Set exercise 1: Restate word for word the comments on distributed rooftop solar.

Very good but all the more reason to continue to support distributed solar (DGPV or so called “rooftop solar”). Right now DGPV makes up over 40% of all solar in the leading solar state, CA. While centralized solar and wind are vital, so too is DGPV. Despite this, “rooftop” solar is under attack in many states by utilities and their allies, including in CA. DGPV provides much needed clean power where it is needed and reduces the demand on and the need to upgrade expensive transmission and distribution systems to the benefit of all. As it is increasingly doing, when paired with onsite storage (batterie systems making up solar+storage) these benefits to all will only increase,
Distributed solar isn’t under attack despite being vital, it’s under attack because it’s vital. Koch, ALEC et al fund campaigns to destroy what they feel threatened by.
In fact, it’s doubly vital, since it helps integrate utility solar, democratizes energy production (in a regressive sort of way) and allows people to incrementally lower the price of solar, from those most able to afford it on down.
Things to add now: single or double-axis tracking, double-sided panels, triboelectric generation so they can produce energy day or night from rain, rain collection and storage, growing human and bee food under raised panels on roof.
I like community solar/storage, but that doesn’t really deal with wintertime or overcast power needs for the rest of the country.
Of course it seems like a necessary idea for California/Arizona/Nevada, who could plausibly lose major hydro power sources that used to be reliable, but the Atlantic seaboard still needs transmission lines.

Information given:
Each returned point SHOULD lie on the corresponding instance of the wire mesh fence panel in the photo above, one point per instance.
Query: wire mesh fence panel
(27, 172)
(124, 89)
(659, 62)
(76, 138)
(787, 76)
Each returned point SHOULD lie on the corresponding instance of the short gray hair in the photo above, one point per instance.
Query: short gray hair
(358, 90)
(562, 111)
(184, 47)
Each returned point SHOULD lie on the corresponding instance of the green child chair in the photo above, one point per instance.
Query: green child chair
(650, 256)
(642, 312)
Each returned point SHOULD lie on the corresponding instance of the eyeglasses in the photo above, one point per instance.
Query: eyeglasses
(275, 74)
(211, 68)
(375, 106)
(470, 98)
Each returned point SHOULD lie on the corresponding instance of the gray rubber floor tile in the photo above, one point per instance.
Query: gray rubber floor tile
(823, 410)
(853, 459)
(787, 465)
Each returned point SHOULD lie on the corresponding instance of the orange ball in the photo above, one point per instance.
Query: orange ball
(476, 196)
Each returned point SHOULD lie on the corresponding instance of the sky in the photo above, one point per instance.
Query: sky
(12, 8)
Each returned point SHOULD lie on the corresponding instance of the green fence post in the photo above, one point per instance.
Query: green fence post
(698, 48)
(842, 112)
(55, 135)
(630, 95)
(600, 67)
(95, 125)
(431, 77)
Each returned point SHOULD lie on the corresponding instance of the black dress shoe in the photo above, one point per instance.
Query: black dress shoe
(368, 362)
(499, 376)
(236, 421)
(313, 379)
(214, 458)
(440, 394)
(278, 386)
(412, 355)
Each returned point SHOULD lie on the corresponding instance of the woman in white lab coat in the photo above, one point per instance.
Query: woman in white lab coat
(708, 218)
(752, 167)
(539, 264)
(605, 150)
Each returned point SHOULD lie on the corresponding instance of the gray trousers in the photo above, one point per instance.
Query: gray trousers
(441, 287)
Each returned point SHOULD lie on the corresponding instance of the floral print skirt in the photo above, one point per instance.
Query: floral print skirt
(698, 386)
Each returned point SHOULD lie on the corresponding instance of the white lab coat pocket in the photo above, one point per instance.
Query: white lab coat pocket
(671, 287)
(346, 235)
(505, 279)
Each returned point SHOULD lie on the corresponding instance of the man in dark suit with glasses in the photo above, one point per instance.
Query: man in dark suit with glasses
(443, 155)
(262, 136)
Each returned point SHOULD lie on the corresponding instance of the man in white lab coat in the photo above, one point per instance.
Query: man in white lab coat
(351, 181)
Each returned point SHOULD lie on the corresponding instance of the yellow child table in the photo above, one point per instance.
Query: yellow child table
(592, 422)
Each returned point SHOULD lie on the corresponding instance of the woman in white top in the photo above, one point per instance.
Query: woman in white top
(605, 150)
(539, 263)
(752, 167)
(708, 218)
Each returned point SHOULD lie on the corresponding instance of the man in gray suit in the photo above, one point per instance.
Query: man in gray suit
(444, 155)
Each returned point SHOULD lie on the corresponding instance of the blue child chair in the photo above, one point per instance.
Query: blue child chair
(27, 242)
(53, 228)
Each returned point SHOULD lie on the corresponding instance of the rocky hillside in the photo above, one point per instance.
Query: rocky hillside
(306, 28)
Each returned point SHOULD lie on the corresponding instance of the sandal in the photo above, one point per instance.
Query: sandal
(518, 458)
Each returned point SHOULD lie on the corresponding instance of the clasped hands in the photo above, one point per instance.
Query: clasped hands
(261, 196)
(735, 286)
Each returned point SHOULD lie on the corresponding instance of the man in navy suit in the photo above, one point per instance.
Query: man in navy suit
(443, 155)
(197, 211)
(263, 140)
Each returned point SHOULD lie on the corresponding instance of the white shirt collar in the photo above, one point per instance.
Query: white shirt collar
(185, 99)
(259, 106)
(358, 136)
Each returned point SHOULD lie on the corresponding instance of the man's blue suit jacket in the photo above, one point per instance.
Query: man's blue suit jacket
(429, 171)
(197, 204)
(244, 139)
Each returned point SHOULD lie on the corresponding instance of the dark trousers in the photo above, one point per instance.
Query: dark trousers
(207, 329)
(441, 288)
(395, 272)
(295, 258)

Set exercise 2: Quote the records exactly, starting at the line that contains "of the yellow" and ending with the final line of the records.

Complete answer 1:
Very good but all the more reason to continue to support distributed solar (DGPV or so called “rooftop solar”). Right now DGPV makes up over 40% of all solar in the leading solar state, CA. While centralized solar and wind are vital, so too is DGPV. Despite this, “rooftop” solar is under attack in many states by utilities and their allies, including in CA. DGPV provides much needed clean power where it is needed and reduces the demand on and the need to upgrade expensive transmission and distribution systems to the benefit of all. As it is increasingly doing, when paired with onsite storage (batterie systems making up solar+storage) these benefits to all will only increase,
Distributed solar isn’t under attack despite being vital, it’s under attack because it’s vital. Koch, ALEC et al fund campaigns to destroy what they feel threatened by.
In fact, it’s doubly vital, since it helps integrate utility solar, democratizes energy production (in a regressive sort of way) and allows people to incrementally lower the price of solar, from those most able to afford it on down.
Things to add now: single or double-axis tracking, double-sided panels, triboelectric generation so they can produce energy day or night from rain, rain collection and storage, growing human and bee food under raised panels on roof.
I like community solar/storage, but that doesn’t really deal with wintertime or overcast power needs for the rest of the country.
Of course it seems like a necessary idea for California/Arizona/Nevada, who could plausibly lose major hydro power sources that used to be reliable, but the Atlantic seaboard still needs transmission lines.

Complete answer 2:
Each returned point SHOULD lie on the corresponding instance of the yellow child table in the photo above, one point per instance.
Query: yellow child table
(592, 422)
Each returned point SHOULD lie on the corresponding instance of the woman in white top in the photo above, one point per instance.
Query: woman in white top
(605, 150)
(539, 263)
(752, 167)
(708, 218)
Each returned point SHOULD lie on the corresponding instance of the man in gray suit in the photo above, one point per instance.
Query: man in gray suit
(444, 155)
Each returned point SHOULD lie on the corresponding instance of the blue child chair in the photo above, one point per instance.
Query: blue child chair
(27, 242)
(53, 228)
Each returned point SHOULD lie on the corresponding instance of the rocky hillside in the photo above, one point per instance.
Query: rocky hillside
(306, 28)
Each returned point SHOULD lie on the corresponding instance of the sandal in the photo above, one point per instance.
Query: sandal
(518, 458)
Each returned point SHOULD lie on the corresponding instance of the clasped hands in the photo above, one point per instance.
Query: clasped hands
(261, 196)
(735, 286)
Each returned point SHOULD lie on the corresponding instance of the man in navy suit in the photo above, one point per instance.
Query: man in navy suit
(443, 155)
(197, 211)
(263, 140)
Each returned point SHOULD lie on the corresponding instance of the white shirt collar in the photo above, one point per instance.
Query: white shirt collar
(185, 99)
(259, 106)
(358, 136)
Each returned point SHOULD lie on the corresponding instance of the man's blue suit jacket in the photo above, one point per instance.
Query: man's blue suit jacket
(429, 171)
(197, 204)
(244, 139)
Each returned point SHOULD lie on the corresponding instance of the dark trousers in the photo above, one point per instance.
Query: dark trousers
(207, 329)
(441, 288)
(395, 272)
(295, 258)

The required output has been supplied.